## Problem
Give a verbatim repeat of the lines that run from the line containing "Target: decorative plate on shelf" to the end of the data below.

[Stored data entries]
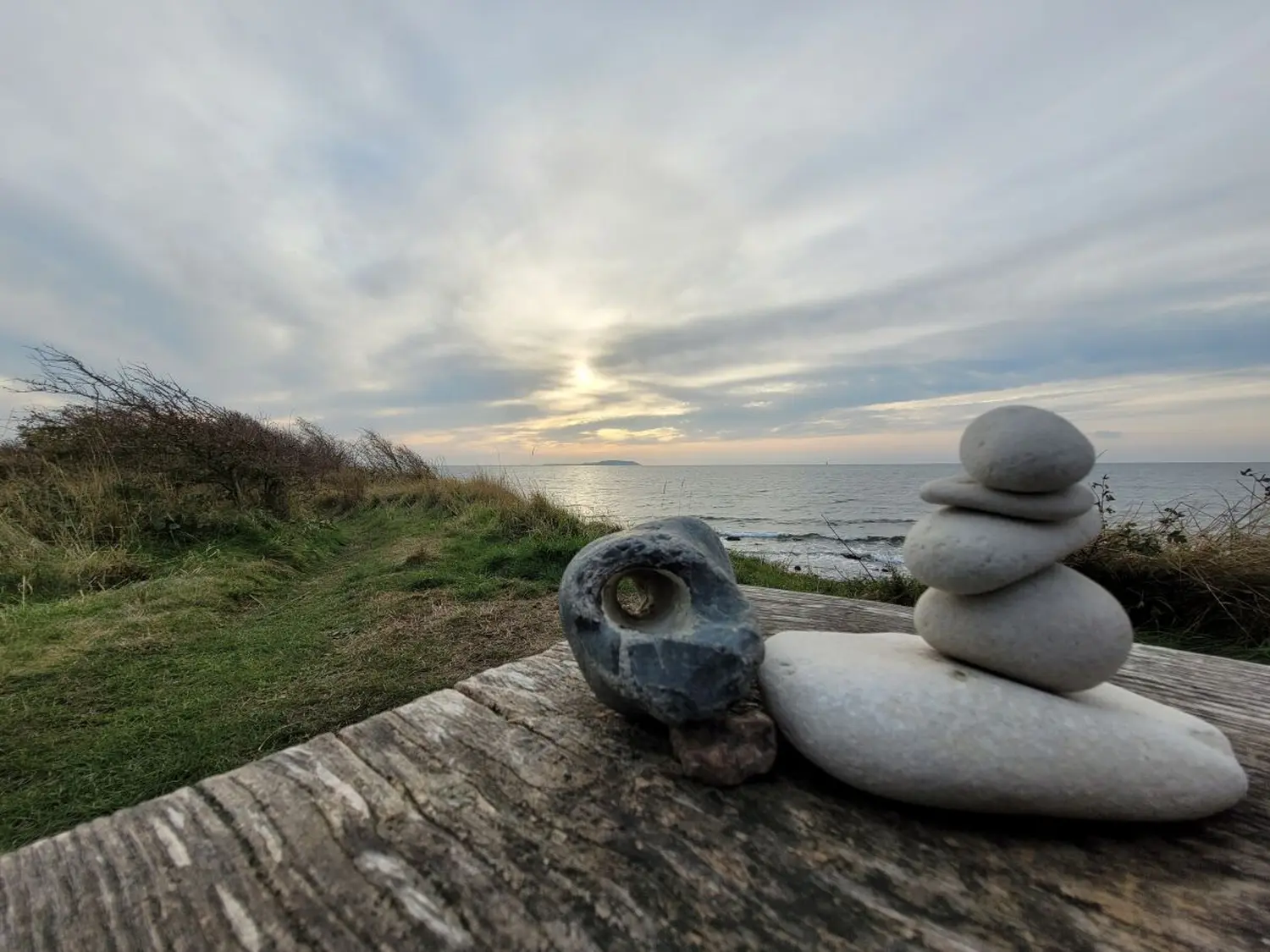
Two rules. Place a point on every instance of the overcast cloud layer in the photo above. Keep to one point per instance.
(678, 233)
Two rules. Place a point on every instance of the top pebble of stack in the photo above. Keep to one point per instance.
(1025, 449)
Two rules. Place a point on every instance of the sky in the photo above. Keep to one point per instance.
(711, 233)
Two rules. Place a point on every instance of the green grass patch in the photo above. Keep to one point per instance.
(251, 644)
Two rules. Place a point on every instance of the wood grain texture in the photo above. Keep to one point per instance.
(515, 812)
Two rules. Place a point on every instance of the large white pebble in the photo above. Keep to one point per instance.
(968, 553)
(891, 716)
(1054, 630)
(1025, 449)
(968, 493)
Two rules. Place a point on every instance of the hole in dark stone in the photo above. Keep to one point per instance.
(647, 599)
(632, 598)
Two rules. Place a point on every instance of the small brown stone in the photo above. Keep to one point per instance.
(729, 751)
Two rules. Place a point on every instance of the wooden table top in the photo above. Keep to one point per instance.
(515, 812)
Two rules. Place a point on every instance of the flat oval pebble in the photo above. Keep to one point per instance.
(1025, 449)
(888, 715)
(968, 553)
(968, 493)
(1054, 630)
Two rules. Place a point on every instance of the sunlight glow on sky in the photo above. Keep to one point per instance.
(680, 234)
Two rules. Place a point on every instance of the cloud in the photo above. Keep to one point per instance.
(710, 233)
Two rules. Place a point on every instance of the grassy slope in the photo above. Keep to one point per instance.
(113, 697)
(277, 634)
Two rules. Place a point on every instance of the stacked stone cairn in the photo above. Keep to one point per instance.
(1002, 705)
(998, 597)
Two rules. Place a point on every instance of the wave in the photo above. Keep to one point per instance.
(769, 520)
(807, 536)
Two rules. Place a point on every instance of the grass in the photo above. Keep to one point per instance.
(238, 647)
(163, 625)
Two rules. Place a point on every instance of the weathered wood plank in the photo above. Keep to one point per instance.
(513, 812)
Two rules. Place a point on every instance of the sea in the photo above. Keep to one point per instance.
(836, 520)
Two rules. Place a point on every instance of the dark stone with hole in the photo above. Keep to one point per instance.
(726, 751)
(693, 645)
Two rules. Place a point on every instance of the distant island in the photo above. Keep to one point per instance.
(599, 462)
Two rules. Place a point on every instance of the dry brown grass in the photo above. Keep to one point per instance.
(449, 640)
(1189, 570)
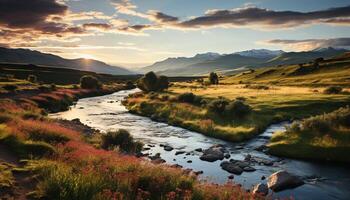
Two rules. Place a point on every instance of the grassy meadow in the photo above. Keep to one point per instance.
(327, 134)
(273, 94)
(42, 158)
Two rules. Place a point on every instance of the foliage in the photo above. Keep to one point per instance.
(213, 78)
(10, 88)
(32, 78)
(89, 82)
(327, 134)
(218, 105)
(333, 90)
(122, 139)
(151, 82)
(187, 97)
(238, 109)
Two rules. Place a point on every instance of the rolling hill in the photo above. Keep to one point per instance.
(27, 56)
(333, 71)
(231, 63)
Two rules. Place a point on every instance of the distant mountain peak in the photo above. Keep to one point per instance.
(27, 56)
(260, 53)
(323, 49)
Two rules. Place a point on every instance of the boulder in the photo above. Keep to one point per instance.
(249, 169)
(179, 152)
(168, 148)
(283, 180)
(231, 167)
(212, 154)
(261, 189)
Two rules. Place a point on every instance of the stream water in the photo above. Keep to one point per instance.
(326, 181)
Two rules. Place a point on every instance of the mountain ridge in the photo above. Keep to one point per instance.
(255, 58)
(28, 56)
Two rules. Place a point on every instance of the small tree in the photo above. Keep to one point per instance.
(10, 88)
(89, 82)
(32, 78)
(122, 139)
(238, 108)
(151, 82)
(213, 78)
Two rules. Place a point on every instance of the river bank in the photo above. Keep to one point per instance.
(107, 113)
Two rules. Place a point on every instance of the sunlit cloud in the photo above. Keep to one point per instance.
(309, 44)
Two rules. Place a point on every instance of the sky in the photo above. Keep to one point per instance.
(136, 33)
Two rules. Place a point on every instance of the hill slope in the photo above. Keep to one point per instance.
(334, 71)
(35, 57)
(237, 61)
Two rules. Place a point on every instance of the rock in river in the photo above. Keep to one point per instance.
(179, 152)
(214, 153)
(283, 180)
(231, 167)
(168, 148)
(261, 189)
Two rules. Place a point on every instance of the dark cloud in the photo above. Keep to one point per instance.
(102, 26)
(312, 43)
(253, 16)
(26, 14)
(161, 17)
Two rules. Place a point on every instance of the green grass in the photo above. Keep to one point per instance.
(269, 106)
(6, 178)
(324, 137)
(330, 72)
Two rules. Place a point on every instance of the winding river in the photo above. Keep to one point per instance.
(323, 181)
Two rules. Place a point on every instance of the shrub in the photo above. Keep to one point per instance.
(10, 88)
(333, 90)
(187, 97)
(121, 139)
(238, 108)
(44, 88)
(89, 82)
(213, 78)
(53, 87)
(218, 105)
(151, 82)
(32, 78)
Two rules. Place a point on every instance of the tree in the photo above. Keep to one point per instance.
(89, 82)
(152, 82)
(10, 88)
(213, 78)
(32, 78)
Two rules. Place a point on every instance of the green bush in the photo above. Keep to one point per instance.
(32, 78)
(151, 82)
(238, 109)
(333, 90)
(89, 82)
(121, 139)
(187, 97)
(217, 105)
(213, 78)
(10, 88)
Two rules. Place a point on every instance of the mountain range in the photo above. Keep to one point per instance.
(202, 64)
(27, 56)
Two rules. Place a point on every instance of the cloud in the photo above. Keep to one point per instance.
(254, 16)
(310, 44)
(97, 26)
(128, 8)
(160, 17)
(248, 16)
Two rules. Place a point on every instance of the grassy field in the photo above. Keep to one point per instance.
(271, 105)
(328, 72)
(61, 163)
(325, 138)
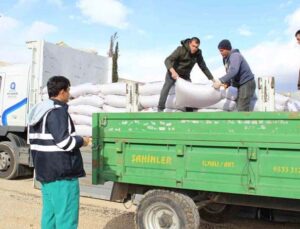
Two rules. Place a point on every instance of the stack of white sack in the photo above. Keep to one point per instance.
(85, 99)
(115, 99)
(149, 95)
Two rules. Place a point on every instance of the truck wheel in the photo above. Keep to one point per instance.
(167, 209)
(8, 161)
(216, 213)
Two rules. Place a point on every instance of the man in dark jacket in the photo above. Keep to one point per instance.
(180, 64)
(56, 156)
(297, 35)
(238, 74)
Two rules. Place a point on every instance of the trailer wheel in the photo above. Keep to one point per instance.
(8, 161)
(217, 213)
(167, 209)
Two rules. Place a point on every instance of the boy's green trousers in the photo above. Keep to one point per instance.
(60, 204)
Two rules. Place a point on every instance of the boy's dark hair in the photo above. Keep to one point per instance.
(196, 39)
(57, 83)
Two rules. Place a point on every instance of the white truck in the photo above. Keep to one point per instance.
(21, 88)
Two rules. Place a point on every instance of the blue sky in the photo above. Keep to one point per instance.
(148, 31)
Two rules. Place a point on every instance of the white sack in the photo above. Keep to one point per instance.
(83, 130)
(291, 106)
(81, 119)
(107, 108)
(254, 105)
(115, 100)
(224, 104)
(84, 89)
(113, 89)
(231, 93)
(209, 110)
(92, 100)
(296, 103)
(151, 88)
(279, 107)
(281, 100)
(154, 88)
(84, 110)
(198, 96)
(147, 101)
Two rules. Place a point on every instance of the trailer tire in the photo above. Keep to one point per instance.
(167, 209)
(8, 160)
(217, 213)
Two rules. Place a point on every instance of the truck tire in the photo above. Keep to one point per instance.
(167, 209)
(8, 161)
(216, 213)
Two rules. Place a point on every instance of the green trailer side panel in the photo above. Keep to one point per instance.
(242, 153)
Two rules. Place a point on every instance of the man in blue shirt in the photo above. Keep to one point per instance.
(56, 156)
(238, 74)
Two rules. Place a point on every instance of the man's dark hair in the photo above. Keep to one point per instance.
(196, 39)
(57, 83)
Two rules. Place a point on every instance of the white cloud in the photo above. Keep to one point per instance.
(285, 4)
(27, 3)
(244, 31)
(7, 23)
(57, 3)
(293, 22)
(143, 65)
(39, 29)
(107, 12)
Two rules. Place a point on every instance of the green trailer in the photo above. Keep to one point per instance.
(186, 164)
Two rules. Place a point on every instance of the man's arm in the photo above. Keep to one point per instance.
(170, 60)
(202, 65)
(58, 125)
(234, 67)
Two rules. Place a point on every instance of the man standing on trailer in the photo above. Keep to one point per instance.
(238, 74)
(56, 156)
(180, 64)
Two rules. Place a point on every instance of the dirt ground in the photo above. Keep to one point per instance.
(21, 209)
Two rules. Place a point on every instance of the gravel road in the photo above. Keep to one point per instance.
(21, 208)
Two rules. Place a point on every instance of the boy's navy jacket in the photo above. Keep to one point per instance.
(53, 142)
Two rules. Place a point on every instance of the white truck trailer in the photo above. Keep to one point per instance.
(21, 88)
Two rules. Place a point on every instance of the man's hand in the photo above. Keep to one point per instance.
(174, 74)
(86, 141)
(226, 85)
(217, 84)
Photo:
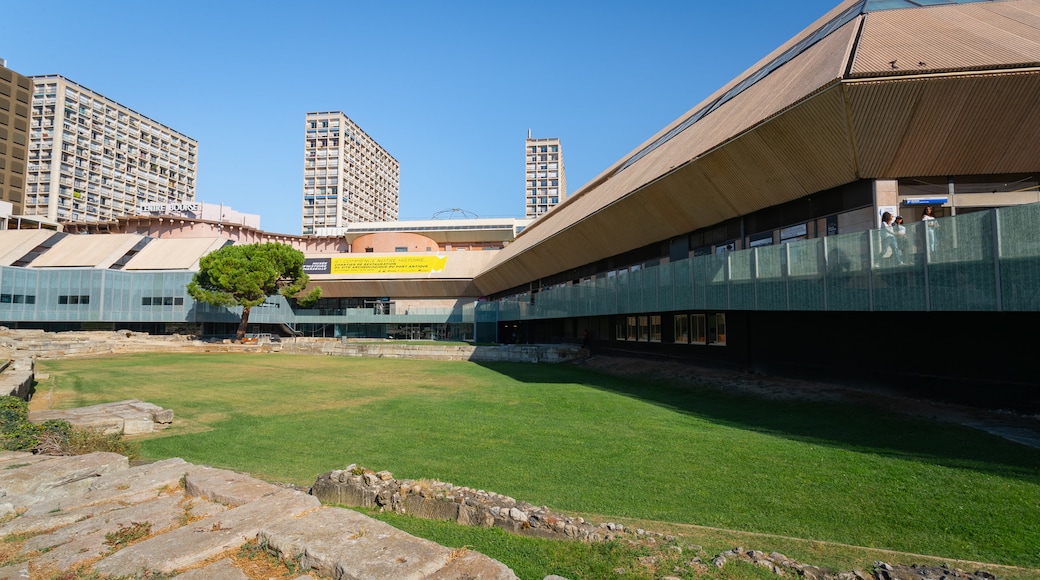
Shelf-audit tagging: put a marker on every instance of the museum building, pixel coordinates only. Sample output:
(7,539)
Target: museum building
(747,233)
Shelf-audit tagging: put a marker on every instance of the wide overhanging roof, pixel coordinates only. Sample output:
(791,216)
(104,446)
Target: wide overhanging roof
(867,91)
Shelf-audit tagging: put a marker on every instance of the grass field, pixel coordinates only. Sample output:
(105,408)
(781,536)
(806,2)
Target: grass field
(590,444)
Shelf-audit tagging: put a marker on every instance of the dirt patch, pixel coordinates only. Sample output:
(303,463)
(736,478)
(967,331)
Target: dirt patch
(1022,429)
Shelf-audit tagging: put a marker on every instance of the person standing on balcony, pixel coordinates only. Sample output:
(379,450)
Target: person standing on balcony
(930,226)
(901,235)
(889,248)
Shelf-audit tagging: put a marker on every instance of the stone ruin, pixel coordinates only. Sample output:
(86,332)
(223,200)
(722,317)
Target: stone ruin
(357,486)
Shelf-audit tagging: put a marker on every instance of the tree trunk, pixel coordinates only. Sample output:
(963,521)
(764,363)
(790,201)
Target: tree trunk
(240,335)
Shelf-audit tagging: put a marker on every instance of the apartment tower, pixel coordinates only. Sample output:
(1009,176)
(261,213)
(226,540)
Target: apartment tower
(92,159)
(15,90)
(546,184)
(347,177)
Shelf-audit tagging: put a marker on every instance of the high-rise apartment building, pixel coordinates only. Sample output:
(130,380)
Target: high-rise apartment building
(15,96)
(92,159)
(546,183)
(347,177)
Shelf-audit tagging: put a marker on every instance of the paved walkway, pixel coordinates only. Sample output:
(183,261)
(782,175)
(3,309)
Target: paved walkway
(81,511)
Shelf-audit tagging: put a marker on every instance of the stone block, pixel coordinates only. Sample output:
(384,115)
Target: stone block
(344,544)
(227,486)
(221,570)
(189,546)
(74,474)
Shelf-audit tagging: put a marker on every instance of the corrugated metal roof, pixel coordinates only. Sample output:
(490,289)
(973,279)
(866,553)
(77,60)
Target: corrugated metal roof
(91,252)
(180,254)
(801,130)
(981,35)
(16,243)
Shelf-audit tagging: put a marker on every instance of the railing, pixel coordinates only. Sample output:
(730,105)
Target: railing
(986,261)
(981,261)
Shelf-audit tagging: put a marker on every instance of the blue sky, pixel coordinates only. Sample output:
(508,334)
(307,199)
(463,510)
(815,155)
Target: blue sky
(449,88)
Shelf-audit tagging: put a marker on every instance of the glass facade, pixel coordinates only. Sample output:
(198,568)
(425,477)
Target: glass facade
(983,261)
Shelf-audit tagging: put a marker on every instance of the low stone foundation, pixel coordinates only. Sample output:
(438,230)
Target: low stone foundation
(130,417)
(39,344)
(17,376)
(436,500)
(356,486)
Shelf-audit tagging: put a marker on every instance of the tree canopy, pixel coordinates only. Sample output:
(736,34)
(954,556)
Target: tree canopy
(247,274)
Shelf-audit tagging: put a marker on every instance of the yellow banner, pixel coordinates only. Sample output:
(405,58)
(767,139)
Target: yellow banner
(401,264)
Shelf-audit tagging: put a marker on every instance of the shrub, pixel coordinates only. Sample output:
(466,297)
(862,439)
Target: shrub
(76,441)
(17,433)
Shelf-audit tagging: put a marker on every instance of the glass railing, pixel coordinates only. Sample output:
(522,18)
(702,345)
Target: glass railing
(980,261)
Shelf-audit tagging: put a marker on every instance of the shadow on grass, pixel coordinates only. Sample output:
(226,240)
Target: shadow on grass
(846,425)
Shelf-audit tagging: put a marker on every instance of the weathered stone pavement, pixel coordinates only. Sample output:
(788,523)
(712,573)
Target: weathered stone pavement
(71,512)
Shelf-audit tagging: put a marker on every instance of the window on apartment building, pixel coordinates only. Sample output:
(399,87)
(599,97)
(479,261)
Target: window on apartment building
(74,299)
(680,323)
(698,332)
(717,328)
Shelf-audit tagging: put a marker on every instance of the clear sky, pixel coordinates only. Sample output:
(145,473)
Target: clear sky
(449,88)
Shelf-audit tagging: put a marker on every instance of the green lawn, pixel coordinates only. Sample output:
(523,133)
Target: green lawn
(586,443)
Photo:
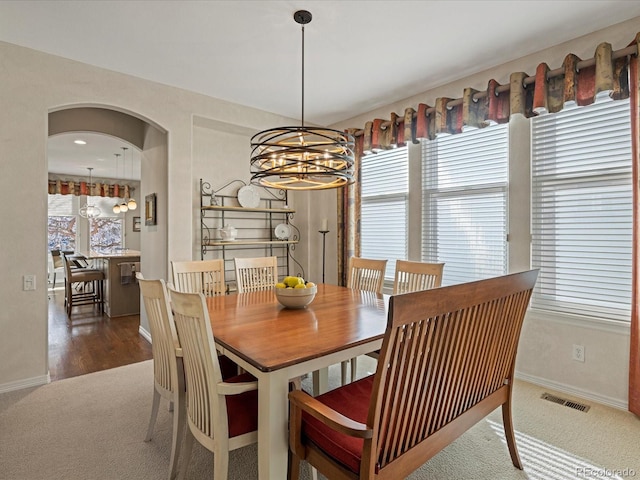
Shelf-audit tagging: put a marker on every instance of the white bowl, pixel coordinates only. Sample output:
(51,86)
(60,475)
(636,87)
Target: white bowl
(296,297)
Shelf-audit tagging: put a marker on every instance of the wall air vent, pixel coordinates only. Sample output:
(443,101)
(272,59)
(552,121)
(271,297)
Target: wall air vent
(565,402)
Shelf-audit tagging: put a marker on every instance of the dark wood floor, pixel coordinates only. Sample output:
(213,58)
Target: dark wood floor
(91,341)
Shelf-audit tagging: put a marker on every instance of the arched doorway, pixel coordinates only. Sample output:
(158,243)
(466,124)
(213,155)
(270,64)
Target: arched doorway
(151,140)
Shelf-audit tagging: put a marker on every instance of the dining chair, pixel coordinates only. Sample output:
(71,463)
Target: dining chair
(414,276)
(168,372)
(222,415)
(206,276)
(368,275)
(254,274)
(82,286)
(428,389)
(57,264)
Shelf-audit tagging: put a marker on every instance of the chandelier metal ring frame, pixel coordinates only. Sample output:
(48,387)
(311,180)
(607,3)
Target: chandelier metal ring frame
(301,157)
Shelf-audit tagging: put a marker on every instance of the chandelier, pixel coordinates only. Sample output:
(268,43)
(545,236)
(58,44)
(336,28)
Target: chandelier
(301,157)
(88,210)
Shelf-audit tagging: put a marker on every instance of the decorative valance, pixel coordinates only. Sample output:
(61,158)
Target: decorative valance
(575,82)
(81,187)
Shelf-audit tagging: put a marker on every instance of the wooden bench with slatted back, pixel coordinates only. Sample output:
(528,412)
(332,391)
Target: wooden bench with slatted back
(447,361)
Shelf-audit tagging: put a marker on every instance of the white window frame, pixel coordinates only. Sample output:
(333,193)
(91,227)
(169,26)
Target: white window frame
(584,257)
(450,178)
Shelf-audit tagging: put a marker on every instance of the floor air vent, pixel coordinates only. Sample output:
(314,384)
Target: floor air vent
(565,402)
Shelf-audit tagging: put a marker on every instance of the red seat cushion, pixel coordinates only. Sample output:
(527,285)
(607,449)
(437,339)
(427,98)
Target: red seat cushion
(242,409)
(351,400)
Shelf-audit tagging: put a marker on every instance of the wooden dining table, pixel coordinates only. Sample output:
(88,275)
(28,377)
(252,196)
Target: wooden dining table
(276,344)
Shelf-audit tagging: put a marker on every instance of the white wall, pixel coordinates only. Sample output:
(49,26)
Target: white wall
(33,84)
(545,348)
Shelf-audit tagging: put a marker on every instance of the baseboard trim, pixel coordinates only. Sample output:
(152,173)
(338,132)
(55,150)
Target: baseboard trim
(145,334)
(575,391)
(25,383)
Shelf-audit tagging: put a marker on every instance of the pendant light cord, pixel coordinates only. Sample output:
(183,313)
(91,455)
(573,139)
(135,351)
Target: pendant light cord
(302,119)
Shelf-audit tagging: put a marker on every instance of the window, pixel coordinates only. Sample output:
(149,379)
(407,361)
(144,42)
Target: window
(61,223)
(385,187)
(465,178)
(582,210)
(105,233)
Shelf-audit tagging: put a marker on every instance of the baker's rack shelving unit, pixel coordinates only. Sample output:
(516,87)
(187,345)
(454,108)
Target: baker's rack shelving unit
(256,227)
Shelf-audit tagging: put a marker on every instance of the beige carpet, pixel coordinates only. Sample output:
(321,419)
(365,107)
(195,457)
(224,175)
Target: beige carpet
(91,427)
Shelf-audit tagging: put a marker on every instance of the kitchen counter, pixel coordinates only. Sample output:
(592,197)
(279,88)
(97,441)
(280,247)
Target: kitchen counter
(122,293)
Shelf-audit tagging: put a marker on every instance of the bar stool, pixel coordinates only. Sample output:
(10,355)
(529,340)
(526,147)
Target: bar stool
(91,282)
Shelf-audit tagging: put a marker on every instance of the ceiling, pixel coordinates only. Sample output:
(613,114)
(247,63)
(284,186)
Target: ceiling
(249,52)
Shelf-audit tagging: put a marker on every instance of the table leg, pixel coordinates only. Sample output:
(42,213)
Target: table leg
(320,381)
(273,434)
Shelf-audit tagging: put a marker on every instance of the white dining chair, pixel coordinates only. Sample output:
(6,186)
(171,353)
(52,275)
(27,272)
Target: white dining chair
(368,275)
(416,276)
(222,415)
(254,274)
(206,276)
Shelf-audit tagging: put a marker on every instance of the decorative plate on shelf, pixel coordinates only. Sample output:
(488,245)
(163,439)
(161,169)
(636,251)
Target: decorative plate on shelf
(248,197)
(282,231)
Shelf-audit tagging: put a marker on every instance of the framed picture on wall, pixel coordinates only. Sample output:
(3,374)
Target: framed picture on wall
(150,209)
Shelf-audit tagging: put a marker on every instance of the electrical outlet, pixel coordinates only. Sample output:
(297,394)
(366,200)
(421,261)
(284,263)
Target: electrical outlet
(28,282)
(578,353)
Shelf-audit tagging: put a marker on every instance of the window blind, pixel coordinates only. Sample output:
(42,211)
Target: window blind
(383,225)
(465,180)
(582,211)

## Written answer
Target: decorative plate on shelf
(248,197)
(282,231)
Shelf-audit tagging: put a marker on every instance of the framed picture on wall, pixel coordinates only. Sample output:
(3,374)
Target: framed picture on wall
(150,209)
Shelf-audit tagging: put a marker on every instance of the electrical outlet, pixel coordinates only. Sample output:
(297,394)
(366,200)
(421,261)
(284,263)
Target: electrical outlet
(28,282)
(578,353)
Shelf-audit tagging: put a marker on every instance of the window blind, pixel coordinates only. Sample output:
(42,211)
Target: window blind
(383,225)
(465,180)
(582,211)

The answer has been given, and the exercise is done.